→ **WHAT IS EXPECTED**:
The records that follow are to be copied word for word. Pictures should be omitted.

→ **DATA FOR PROCESSING**:
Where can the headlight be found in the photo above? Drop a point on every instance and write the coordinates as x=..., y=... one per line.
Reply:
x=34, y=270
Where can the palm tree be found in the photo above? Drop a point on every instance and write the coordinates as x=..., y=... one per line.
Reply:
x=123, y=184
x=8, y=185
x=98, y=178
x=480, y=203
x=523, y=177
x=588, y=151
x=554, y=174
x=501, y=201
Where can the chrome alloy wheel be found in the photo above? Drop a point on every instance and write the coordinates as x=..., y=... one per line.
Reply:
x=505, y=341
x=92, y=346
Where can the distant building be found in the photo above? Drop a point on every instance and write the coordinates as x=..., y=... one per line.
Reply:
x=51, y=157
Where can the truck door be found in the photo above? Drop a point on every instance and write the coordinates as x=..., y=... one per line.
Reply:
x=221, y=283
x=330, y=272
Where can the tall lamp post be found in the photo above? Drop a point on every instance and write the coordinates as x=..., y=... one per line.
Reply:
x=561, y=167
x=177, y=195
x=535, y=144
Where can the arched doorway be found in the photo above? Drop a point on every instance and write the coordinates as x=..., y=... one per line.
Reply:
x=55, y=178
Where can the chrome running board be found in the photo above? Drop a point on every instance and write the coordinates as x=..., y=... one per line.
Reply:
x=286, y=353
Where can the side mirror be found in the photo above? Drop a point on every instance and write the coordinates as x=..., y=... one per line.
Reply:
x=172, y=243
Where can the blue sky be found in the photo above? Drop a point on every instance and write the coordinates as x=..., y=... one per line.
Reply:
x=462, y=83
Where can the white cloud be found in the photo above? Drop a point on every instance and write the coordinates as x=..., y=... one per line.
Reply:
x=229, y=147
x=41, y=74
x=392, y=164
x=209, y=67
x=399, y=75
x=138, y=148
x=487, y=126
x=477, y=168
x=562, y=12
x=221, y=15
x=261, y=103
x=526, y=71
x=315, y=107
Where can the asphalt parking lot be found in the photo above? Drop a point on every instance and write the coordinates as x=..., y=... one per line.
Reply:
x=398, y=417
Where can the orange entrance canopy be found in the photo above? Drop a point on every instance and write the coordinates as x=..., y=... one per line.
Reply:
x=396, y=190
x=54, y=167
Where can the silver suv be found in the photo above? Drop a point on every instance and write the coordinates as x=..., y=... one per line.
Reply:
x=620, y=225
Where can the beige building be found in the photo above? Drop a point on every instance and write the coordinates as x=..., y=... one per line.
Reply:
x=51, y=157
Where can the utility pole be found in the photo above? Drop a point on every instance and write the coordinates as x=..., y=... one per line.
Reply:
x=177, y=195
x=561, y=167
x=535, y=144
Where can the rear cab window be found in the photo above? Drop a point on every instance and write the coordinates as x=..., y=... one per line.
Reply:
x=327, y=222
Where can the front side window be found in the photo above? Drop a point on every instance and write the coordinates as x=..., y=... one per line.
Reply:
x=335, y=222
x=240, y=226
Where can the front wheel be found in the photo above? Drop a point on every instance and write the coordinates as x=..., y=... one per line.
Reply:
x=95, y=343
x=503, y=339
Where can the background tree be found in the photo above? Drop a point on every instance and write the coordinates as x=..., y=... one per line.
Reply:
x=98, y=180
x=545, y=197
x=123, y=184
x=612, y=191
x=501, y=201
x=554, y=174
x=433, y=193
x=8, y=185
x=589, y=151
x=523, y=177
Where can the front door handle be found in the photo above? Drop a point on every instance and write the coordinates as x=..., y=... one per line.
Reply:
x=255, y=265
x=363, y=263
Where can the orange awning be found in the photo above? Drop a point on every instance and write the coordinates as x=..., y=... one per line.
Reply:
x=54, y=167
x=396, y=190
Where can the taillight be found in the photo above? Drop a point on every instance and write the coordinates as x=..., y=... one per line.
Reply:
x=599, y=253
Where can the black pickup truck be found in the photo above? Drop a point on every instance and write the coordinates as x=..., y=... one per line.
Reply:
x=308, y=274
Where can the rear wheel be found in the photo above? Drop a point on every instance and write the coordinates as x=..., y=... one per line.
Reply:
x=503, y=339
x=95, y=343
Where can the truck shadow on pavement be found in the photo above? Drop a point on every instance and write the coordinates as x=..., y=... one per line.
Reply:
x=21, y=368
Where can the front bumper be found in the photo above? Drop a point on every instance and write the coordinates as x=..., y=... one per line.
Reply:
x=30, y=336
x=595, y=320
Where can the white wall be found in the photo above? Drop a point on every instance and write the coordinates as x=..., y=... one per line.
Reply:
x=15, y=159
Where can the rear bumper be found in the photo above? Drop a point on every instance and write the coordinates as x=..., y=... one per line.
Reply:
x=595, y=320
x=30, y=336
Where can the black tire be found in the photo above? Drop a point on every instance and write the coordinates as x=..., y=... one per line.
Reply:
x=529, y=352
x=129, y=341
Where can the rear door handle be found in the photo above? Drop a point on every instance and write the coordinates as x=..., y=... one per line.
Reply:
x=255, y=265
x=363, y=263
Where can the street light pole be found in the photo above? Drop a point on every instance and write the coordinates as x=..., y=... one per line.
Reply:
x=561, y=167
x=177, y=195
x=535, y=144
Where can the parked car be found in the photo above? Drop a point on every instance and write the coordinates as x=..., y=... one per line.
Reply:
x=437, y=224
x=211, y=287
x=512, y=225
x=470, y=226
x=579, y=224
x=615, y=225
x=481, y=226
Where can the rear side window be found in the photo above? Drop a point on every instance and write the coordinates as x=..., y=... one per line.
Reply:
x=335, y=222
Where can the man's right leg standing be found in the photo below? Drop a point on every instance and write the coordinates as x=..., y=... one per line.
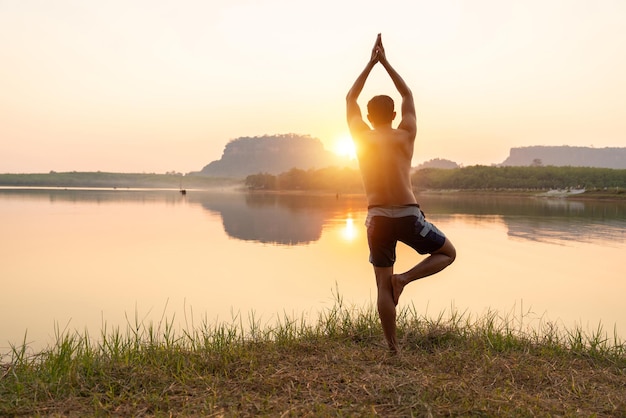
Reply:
x=386, y=305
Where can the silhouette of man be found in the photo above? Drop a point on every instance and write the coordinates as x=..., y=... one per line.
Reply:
x=384, y=156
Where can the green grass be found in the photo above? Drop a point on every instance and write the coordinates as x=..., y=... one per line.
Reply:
x=338, y=365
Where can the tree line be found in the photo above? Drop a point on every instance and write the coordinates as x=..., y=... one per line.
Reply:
x=465, y=178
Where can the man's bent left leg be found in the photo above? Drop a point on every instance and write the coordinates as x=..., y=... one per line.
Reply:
x=434, y=263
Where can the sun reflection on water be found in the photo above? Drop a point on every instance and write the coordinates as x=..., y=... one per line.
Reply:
x=348, y=232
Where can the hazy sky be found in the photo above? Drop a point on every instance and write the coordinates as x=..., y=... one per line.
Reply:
x=162, y=85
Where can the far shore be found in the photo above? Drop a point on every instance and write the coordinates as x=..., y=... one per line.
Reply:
x=238, y=186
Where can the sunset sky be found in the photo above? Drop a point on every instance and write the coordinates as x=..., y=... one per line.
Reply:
x=163, y=85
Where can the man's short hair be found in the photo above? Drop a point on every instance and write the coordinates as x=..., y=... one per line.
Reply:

→ **RESPONSE BELOW**:
Where can the headlight be found in the photo above? Drop a point on every instance and write the coordinates as x=..., y=... one per line.
Reply:
x=34, y=270
Where can the palm tree be found in the photo above? Drop a point on every instance and write the coordinates as x=..., y=... one per line.
Reply:
x=123, y=184
x=8, y=185
x=98, y=178
x=480, y=203
x=523, y=177
x=588, y=151
x=554, y=174
x=501, y=201
Where can the chrome alloy wheel be found in the photo above? Drop a point on every instance and write the coordinates as x=..., y=... one per line.
Reply:
x=505, y=341
x=92, y=346
Where can the distant building be found in the photo above? Drop a point on every instance and write the coordinates as x=..., y=... one per line.
Reply:
x=51, y=157
Where can the truck door be found in the photo above? Drop a point on every instance and write the coordinates as x=..., y=... one per line.
Reply:
x=221, y=283
x=330, y=272
Where can the tall lamp post be found in the photo above? Drop a point on every instance and write the coordinates as x=..., y=... one per line.
Reply:
x=561, y=167
x=177, y=195
x=535, y=144
Where can the arched doorway be found in the photo above? Drop a point on every instance and write the coordinates as x=..., y=... one per line.
Reply:
x=55, y=178
Where can the chrome running board be found in the photo above? Drop a point on every instance and write the coordinates as x=..., y=... one per line.
Reply:
x=286, y=353
Where can the side mirror be found in the photo above? Drop a point on every instance and write the coordinates as x=..., y=... one per line.
Reply:
x=172, y=243
Where can the blue sky be found in the photo above? Drop a point on every instance and write the coordinates as x=..., y=... one per line.
Reply:
x=462, y=83
Where can the white cloud be found in the photo above? Drop a point on every instance and write the coordinates as x=..., y=... one per line.
Reply:
x=229, y=147
x=41, y=74
x=392, y=164
x=209, y=67
x=399, y=75
x=138, y=148
x=487, y=126
x=477, y=168
x=562, y=12
x=221, y=15
x=261, y=103
x=526, y=71
x=315, y=107
Where can the asphalt parking lot be found in the photo above? Drop a point on every instance and write the coordinates as x=..., y=... one per line.
Reply:
x=398, y=417
Where can the orange entrance canopy be found in the photo above? Drop a point on every instance and write the coordinates as x=..., y=... one per line.
Reply:
x=396, y=190
x=54, y=167
Where can the silver suv be found in the photo above? Drop a point on every instance and write the coordinates as x=..., y=... one per line.
Reply:
x=620, y=225
Where can the beige building be found in the photo above? Drop a point on every instance and write the coordinates as x=..., y=... one per line.
Reply:
x=51, y=157
Where can the utility pole be found in the photo above? Drop a point on every instance and write the coordinates as x=..., y=... one per line.
Reply:
x=177, y=195
x=561, y=167
x=535, y=144
Where can the rear cab window be found in the photo above? Drop a point on every instance and write the coordinates as x=..., y=... one per line.
Reply:
x=327, y=222
Where can the front side window be found in the photo above? Drop a point on every instance and write the coordinates as x=..., y=... one per line.
Reply:
x=335, y=222
x=240, y=226
Where can the front wheel be found in the photo above? Drop a point on every instance and write the coordinates as x=..., y=... one per line.
Reply:
x=95, y=343
x=503, y=339
Where can the background tree be found in the photo above? Drop a point on every instance and write the coordinates as x=..., y=... one per line.
Reply:
x=98, y=180
x=545, y=197
x=123, y=184
x=612, y=191
x=501, y=201
x=554, y=174
x=433, y=193
x=8, y=185
x=589, y=151
x=523, y=177
Where can the front door handle be found in the photo above? Drop a point on every instance and write the coordinates as x=..., y=... one per line.
Reply:
x=255, y=265
x=363, y=263
Where can the orange awning be found in the photo above? Drop a point on every instance and write the coordinates as x=..., y=... one per line.
Reply:
x=54, y=167
x=396, y=190
Where can the taillight be found in the photo above? Drop a point on every instance and write the coordinates as x=..., y=... one per line.
Reply:
x=599, y=253
Where can the black pickup truck be found in the photo above? Drop a point on every instance and write the coordinates as x=..., y=... one per line.
Reply:
x=308, y=274
Where can the rear wheel be found in the photo above? Drop a point on every instance and write the coordinates as x=..., y=... one per line.
Reply:
x=503, y=339
x=95, y=343
Where can the truck shadow on pavement be found in the photo above? Drop a point on every instance and write the coordinates as x=..., y=... one per line.
Reply:
x=21, y=368
Where can the front bumper be found in the photo above? Drop a point on every instance and write the coordinates as x=..., y=... one per line.
Reply:
x=30, y=336
x=595, y=320
Where can the white wall be found in the photo above? Drop a point on every instance and write the coordinates as x=..., y=... one per line.
Reply:
x=15, y=159
Where can the rear bumper be found in the photo above? Drop a point on every instance and write the coordinates as x=..., y=... one per line.
Reply:
x=595, y=320
x=30, y=336
Where can the black tire be found in the photo above? Drop a point on every instance and write the coordinates as x=..., y=... one per line.
Reply:
x=529, y=352
x=129, y=341
Where can the rear door handle be found in the photo above? Drop a point on every instance and write the coordinates as x=..., y=... one per line.
Reply:
x=255, y=265
x=363, y=263
Where can the street light pole be found in the photo above? Drop a point on every instance and write the coordinates as x=..., y=... one per line.
Reply:
x=561, y=167
x=177, y=195
x=535, y=144
Where can the parked car be found in the photo above? Drop a point on every instance and write the coordinates as x=..., y=... one per line.
Reply:
x=437, y=224
x=211, y=287
x=512, y=225
x=470, y=226
x=579, y=224
x=615, y=225
x=481, y=226
Where can the rear side window be found in the photo above? Drop a point on every instance and write the coordinates as x=..., y=... one per line.
Reply:
x=335, y=222
Where can the man's right leg standing be found in the photo below? Drop a point on every instance and write the coordinates as x=..., y=... one per line.
Reply:
x=386, y=305
Where can the silhouette of man be found in the photo above? Drop a point on every instance and write the coordinates as x=..., y=... one per line.
Reply:
x=384, y=156
Where can the green grass be found in the photo above? Drop a point on every instance and write the coordinates as x=..., y=... one per line.
Reply:
x=338, y=365
Where can the tree line be found in the photo above? Drop a point on every instance and write the coordinates as x=..., y=... one per line.
Reply:
x=465, y=178
Where can the man's bent left leg be found in the photo above? Drop a point on every instance and write the coordinates as x=..., y=... one per line.
Reply:
x=434, y=263
Where can the sun reflection on water be found in the photo above? Drop a point on every instance and write the coordinates as x=..., y=... one per line.
Reply:
x=348, y=232
Where can the hazy sky be found in the photo above? Drop a point on every instance and write the coordinates as x=..., y=... one per line.
Reply:
x=162, y=85
Where can the far shore be found in the photo above? Drop a point on every instance and write the coordinates as x=..., y=... one per line.
Reply:
x=238, y=186
Where can the sunset sky be found in the photo above? Drop a point on every instance and write the coordinates as x=..., y=... one per line.
Reply:
x=163, y=85
Where can the man's short hair be found in the photo above? Drop a point on every instance and write the coordinates as x=..., y=... one per line.
Reply:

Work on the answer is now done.